Б.Д.: Да, спрашивал. «Чего к этому возвращаться?» - говорил он, и никогда к этому не возвращался. Шуточные стихи писал, он большой мастер сочинять шуточные стихи, и даже целые поэмы к сбору друзей или во время сбора друзей. Это у него шло легко, он сопровождал их комическими рисунками. Гелескул всю жизнь жил на даче под Москвой - он не любил город, и эти встречи всегда были замечательными, веселыми.

Он уникальный человек, человек, который занимался только переводом, и делал это абсолютно гениально, не с чем это даже сравнить. Я бы с ним никогда соперничать не взялся, и только после его уговоров перевести что-то из Лорки, или еще из нескольких поэтов, которых он открыл, я все-таки решался что-то переводить. Я переводил чуть-чуть Лорку, Хуана Рамона Хименеса, замечательного испанского поэта и нобелиата, но у меня нет ощущения, что я многое сделал. А он сделал, Гелескул родил этих поэтов, а я только чуть-чуть что-то подправил.

Л.Б.: Я думаю, что у тебя тоже есть писатели и поэты, переводы которых напрямую связаны с твоим именем. Борхес, например.

Б.Д.: На Борхеса я тоже натолкнулся случайно, причем на такие вещи у него, которые мне в тот период были близки. Это был как бы мой личный Борхес. Борхес с личной интонацией - с воспоминаниями об отце, о загородной даче, на которой он  вырос, и где они летом с сестрой отдыхали и баловались. Сначала был Борхес с этой стороны воспринятый, это потом я стал более метафизические вещи его переводить. Не думал, что буду переводить и его прозу, я вообще не думал, что буду когда-нибудь переводить прозу. Я для этого не гожусь - нет у меня прозаических способностей. Для перевода прозы нужен совершенно другой язык: и собственный русский, и по-другому нужно знать испанский и французский.

Л.Б.: Что это значит?

Б.Д.: Проза, она же всегда говорит очень многими языками: социальными, профессиональными, жаргонными и так далее. Там должны быть слышны разные человеческие голоса, а на них влияет то, чем человек занимается, где он вырос и в каком языковом окружении жил. Для этого нужно знать совершенно другой язык. А язык поэзии он более универсальный, всемирный, потому что, если образно говорить, смысл все-таки рождается в поэзии как бы не по горизонтали - от слова к слову и потом к следующей строчке – смысл рождается сразу по вертикали, если это настоящие стихи. В этом плане все поэты одинаковы.

Национальный язык для поэзии несколько условен, потому что поэт, мне кажется, думает на каком-то другом, праязыке или сверхязыке. Не зря поэты все время говорят о возможностях музыки. Они чувствуют, что язык, на котором мы разговариваем, это не совсем тот язык, даже не тот, на котором написан «Война и мир» или «Герой нашего времени» - многоязычная, многоголосая, многосложная проза с самыми разными интонациями и с самыми разными людьми.

ПРЕДОСТАВЛЕННЫЕ СТРОКИ:
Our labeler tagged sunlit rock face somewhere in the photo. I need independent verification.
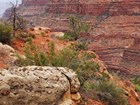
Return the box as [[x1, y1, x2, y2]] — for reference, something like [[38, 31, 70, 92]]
[[5, 0, 140, 74], [0, 66, 80, 105]]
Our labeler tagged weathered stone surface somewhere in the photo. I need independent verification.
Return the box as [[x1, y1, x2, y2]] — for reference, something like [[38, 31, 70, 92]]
[[2, 0, 140, 74], [0, 66, 80, 105], [0, 43, 17, 68]]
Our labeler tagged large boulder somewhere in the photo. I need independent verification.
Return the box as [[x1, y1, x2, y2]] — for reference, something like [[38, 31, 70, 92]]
[[0, 66, 80, 105], [0, 43, 17, 68]]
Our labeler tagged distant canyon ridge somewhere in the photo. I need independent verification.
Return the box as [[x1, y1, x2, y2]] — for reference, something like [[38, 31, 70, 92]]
[[3, 0, 140, 75]]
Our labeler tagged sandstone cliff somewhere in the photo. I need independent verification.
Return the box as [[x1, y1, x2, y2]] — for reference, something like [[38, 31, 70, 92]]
[[0, 66, 80, 105], [4, 0, 140, 74]]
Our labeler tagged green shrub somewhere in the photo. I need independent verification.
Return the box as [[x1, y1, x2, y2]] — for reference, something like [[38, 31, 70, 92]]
[[96, 81, 127, 105], [18, 40, 100, 84], [131, 77, 140, 92], [0, 23, 12, 44]]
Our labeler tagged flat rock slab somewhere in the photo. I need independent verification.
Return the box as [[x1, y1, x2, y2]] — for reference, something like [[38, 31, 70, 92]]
[[0, 66, 80, 105]]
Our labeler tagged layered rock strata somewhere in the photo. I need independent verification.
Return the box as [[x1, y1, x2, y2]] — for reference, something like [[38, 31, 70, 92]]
[[0, 66, 80, 105], [4, 0, 140, 74]]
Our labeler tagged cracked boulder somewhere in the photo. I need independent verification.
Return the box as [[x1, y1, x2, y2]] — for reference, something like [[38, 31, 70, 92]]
[[0, 66, 80, 105], [0, 43, 17, 68]]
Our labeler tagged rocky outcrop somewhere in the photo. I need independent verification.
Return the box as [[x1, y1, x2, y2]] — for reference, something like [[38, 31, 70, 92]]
[[0, 43, 17, 68], [4, 0, 140, 74], [0, 66, 80, 105]]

ЗАДАНИЯ:
1. Продублируйте часть фрагмента источника без изменений: начните со слов «Л.Б.: Я думаю, что» и остановитесь после слов «испанский и французский.».
2. Ответьте по фрагменту источника на вопросы:
(а) Где всю жизнь жил Гелескул?
(б) Каких двух поэтов, по словам Б.Д., он «чуть-чуть» переводил?
(в) О чем, по словам Б.Д., все время говорят поэты?
Строки здесь никакой роли не играют.

ОТВЕТЫ:
1.
Л.Б.: Я думаю, что у тебя тоже есть писатели и поэты, переводы которых напрямую связаны с твоим именем. Борхес, например.

Б.Д.: На Борхеса я тоже натолкнулся случайно, причем на такие вещи у него, которые мне в тот период были близки. Это был как бы мой личный Борхес. Борхес с личной интонацией - с воспоминаниями об отце, о загородной даче, на которой он  вырос, и где они летом с сестрой отдыхали и баловались. Сначала был Борхес с этой стороны воспринятый, это потом я стал более метафизические вещи его переводить. Не думал, что буду переводить и его прозу, я вообще не думал, что буду когда-нибудь переводить прозу. Я для этого не гожусь - нет у меня прозаических способностей. Для перевода прозы нужен совершенно другой язык: и собственный русский, и по-другому нужно знать испанский и французский.

2.
(а) На даче под Москвой.
(б) Лорку и Хуана Рамона Хименеса.
(в) О возможностях музыки.